**INPUT:**
▬▬▬▬▬▬▬▬▬▬

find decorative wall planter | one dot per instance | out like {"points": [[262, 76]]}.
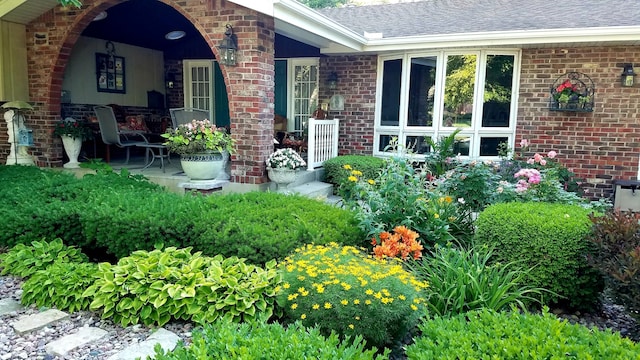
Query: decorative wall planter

▬▬▬▬▬▬▬▬▬▬

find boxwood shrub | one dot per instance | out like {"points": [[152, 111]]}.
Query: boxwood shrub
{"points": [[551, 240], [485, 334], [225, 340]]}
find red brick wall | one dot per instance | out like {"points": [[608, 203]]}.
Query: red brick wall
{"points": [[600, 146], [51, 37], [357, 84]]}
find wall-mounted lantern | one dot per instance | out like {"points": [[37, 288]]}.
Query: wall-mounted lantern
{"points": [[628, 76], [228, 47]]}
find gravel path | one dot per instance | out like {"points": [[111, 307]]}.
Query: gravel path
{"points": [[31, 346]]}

▬▬▬▬▬▬▬▬▬▬

**INSTRUCTIONS TO FOLLOW:**
Taking the records above as a whole, work out how many of their lines hold the word "instance". The reply should be that number alone.

**RESPONSE TO THIS EXERCISE:**
5